- _Text shown_
I sit on the couch, computer in my lap, feeling little kicks and squirms in my lower belly. I think back on this past year with smiles and tears. Last year at this same time I was pregnant but didn't know it yet and really not having a great year, hoping that 2009 would be better for me. Well 2009 held other surprises...
Found out we were pregnant mid January sometime and struggled a lot with that. Neither of us wanted another baby, the timing was horrible but we came to terms with it. Finally we made it public news and I was getting excited when my world was shattered. March 14th, 2009 I gave birth to Ireland Lila at 15 weeks pregnant. She had gotten an infection somehow left this world before she came into it. We love her dearly and is part of our family-she just cannot be here with us physically.

Dataset entries:
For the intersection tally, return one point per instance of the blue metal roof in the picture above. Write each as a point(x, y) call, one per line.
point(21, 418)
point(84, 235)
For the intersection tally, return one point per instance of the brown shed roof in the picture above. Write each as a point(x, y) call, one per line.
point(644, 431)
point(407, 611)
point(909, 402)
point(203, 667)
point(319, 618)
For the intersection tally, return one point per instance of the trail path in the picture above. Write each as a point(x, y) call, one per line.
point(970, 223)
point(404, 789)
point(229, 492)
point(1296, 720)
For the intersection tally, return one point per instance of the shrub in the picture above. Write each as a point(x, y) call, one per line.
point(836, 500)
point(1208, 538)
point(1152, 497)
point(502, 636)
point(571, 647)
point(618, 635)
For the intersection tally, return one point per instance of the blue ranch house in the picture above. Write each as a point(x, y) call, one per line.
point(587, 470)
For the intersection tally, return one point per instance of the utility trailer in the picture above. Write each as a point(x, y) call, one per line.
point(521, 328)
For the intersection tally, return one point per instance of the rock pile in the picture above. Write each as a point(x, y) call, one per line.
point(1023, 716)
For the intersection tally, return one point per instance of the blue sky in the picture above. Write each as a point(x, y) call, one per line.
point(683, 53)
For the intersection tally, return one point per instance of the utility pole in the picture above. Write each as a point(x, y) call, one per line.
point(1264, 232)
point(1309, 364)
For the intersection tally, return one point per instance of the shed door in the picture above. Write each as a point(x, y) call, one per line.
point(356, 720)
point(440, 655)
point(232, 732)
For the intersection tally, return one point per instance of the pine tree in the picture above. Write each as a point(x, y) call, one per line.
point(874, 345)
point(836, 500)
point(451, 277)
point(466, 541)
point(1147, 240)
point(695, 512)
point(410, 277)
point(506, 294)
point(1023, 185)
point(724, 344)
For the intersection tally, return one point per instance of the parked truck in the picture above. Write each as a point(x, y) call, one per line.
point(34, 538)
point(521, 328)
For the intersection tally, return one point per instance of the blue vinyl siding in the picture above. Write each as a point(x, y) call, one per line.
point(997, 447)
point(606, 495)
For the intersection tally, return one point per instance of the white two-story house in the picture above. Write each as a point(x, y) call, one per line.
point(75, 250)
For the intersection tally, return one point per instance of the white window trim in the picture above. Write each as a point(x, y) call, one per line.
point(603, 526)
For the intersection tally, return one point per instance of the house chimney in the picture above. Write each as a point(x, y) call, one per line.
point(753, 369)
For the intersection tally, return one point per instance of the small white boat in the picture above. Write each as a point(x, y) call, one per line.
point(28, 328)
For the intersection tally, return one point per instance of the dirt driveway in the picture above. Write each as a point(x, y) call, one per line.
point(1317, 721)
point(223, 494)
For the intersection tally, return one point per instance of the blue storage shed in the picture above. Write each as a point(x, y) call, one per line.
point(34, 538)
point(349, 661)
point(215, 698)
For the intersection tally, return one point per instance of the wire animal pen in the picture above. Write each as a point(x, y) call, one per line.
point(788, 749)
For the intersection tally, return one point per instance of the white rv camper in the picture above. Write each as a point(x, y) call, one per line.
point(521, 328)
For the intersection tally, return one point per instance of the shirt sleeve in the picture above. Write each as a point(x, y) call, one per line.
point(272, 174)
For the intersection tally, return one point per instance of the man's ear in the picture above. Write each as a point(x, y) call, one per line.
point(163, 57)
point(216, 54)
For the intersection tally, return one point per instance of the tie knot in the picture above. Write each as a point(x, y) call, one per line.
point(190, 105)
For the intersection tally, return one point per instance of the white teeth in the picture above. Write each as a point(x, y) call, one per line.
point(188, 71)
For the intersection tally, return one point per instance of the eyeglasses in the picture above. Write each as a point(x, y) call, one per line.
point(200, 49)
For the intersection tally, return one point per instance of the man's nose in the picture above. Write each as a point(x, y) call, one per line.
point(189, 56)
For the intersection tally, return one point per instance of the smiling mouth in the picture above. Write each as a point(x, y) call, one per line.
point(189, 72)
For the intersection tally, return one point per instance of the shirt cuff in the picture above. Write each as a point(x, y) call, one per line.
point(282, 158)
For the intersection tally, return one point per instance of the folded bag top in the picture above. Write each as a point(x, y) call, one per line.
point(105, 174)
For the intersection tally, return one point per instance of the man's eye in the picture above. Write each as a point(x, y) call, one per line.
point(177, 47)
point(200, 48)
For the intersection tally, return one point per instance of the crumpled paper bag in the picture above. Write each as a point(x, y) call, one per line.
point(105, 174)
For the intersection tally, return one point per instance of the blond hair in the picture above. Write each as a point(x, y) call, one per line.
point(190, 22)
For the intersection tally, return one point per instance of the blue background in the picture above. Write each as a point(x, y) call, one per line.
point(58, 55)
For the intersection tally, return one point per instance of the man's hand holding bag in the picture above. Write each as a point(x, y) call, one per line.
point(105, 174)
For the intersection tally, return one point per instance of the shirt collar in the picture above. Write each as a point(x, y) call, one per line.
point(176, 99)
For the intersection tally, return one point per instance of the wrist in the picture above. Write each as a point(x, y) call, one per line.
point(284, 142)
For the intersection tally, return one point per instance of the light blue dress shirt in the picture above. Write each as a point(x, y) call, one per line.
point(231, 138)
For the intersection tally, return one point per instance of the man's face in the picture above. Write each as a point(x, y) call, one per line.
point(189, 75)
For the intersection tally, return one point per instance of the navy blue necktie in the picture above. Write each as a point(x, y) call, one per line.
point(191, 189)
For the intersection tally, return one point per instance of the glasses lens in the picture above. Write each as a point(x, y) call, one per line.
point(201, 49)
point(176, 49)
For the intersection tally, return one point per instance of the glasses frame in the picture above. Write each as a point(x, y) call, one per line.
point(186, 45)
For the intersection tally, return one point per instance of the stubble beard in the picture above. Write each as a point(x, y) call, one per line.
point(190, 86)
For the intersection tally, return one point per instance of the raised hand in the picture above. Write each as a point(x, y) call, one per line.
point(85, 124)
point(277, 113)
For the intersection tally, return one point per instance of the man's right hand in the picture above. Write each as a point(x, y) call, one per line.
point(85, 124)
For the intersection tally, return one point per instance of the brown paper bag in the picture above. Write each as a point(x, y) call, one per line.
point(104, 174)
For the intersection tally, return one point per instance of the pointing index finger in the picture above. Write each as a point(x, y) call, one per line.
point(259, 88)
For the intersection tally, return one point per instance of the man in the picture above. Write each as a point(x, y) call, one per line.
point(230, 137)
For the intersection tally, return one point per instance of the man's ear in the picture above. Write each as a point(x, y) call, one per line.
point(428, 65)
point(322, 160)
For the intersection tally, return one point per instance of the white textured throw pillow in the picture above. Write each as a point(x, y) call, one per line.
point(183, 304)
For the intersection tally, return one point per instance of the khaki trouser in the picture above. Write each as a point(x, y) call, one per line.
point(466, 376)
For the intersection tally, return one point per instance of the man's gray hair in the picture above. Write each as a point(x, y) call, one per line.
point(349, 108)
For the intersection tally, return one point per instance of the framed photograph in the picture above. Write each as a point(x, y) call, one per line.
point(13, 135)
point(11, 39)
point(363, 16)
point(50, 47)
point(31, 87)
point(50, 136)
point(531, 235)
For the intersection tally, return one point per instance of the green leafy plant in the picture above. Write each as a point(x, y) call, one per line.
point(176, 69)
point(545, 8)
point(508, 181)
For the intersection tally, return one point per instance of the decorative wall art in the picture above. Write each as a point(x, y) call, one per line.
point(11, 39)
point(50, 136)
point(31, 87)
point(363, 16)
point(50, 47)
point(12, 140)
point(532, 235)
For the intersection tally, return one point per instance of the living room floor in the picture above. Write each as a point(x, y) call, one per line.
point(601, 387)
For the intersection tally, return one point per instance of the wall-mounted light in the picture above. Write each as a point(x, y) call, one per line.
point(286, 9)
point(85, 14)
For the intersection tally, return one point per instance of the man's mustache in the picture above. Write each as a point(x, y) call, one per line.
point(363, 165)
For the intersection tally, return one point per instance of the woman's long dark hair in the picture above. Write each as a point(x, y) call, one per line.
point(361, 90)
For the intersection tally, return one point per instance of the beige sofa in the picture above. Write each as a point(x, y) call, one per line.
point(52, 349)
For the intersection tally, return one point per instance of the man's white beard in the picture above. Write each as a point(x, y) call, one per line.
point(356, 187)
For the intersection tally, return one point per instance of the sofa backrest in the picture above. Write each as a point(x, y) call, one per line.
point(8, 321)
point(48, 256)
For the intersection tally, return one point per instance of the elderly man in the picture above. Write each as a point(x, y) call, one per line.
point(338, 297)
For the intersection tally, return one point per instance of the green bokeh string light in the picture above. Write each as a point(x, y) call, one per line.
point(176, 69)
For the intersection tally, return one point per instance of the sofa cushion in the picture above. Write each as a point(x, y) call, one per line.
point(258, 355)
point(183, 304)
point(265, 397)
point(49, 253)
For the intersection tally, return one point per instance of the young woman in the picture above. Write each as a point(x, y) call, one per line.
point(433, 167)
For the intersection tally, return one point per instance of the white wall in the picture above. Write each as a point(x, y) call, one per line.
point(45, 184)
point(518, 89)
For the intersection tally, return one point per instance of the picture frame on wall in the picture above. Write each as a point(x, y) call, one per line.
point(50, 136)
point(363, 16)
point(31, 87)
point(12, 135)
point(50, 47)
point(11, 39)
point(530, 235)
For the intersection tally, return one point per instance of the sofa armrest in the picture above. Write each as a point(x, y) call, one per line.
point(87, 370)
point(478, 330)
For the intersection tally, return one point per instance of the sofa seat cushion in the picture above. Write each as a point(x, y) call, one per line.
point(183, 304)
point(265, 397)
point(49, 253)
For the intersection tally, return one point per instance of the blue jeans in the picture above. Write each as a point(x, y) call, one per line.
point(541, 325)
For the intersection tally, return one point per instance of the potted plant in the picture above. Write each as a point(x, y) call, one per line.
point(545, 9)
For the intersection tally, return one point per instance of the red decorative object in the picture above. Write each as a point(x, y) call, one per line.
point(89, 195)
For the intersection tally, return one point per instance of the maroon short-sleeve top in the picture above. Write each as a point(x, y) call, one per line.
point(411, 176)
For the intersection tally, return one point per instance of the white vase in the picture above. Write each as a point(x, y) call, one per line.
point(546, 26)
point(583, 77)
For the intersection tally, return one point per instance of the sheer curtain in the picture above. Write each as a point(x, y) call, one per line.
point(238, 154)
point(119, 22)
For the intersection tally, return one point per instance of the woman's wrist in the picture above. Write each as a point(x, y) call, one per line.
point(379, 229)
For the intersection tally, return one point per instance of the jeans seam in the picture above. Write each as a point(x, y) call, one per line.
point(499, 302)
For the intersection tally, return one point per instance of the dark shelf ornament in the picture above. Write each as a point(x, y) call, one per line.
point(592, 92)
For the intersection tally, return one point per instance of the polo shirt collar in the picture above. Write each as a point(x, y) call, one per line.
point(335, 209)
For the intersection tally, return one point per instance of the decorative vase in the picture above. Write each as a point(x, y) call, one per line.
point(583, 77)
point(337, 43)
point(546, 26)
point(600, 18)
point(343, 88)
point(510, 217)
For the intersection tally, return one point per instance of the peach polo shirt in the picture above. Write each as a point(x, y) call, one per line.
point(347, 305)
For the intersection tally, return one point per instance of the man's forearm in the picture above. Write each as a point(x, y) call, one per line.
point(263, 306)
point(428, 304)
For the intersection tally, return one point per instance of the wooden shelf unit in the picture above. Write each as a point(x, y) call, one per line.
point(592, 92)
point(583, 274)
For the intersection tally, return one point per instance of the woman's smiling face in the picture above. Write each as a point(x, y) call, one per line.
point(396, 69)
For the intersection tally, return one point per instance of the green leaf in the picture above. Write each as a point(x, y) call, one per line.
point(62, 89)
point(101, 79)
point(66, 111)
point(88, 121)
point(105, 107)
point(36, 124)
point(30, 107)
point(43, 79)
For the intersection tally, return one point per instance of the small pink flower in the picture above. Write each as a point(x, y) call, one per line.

- _Activity_
Continue the post looking back on the pregnancy and the loss of Ireland Lila, picking up after its last sentence.

- _Expected output_
Then at the beginning of September I found out I was pregnant again. Filled with hope and fear, the pregnancy process started again with ultrasounds and appts. There is no rest for brain which is always wondering the worst but so far everything is great. I went thru Ireland's due date, sad she was not here, and hoping that this baby will make it. Christmas came with mixed emotions this year. I am so happy that this baby girl is doing well but I also miss my Ireland so much and am sad that she did not get her chance. It's very strange emotions to be pregnant and grieving at the same time.
My parents got Ireland a christmas present, it is a beautiful tree ornament but I think I will leave it out with her stuff. I just don't want to pack it away in a box until next year.
2010 is approaching and I wonder what it will bring. This baby girl is still kicking away making me smile. Please let her come to us safe and healthy in 4 months.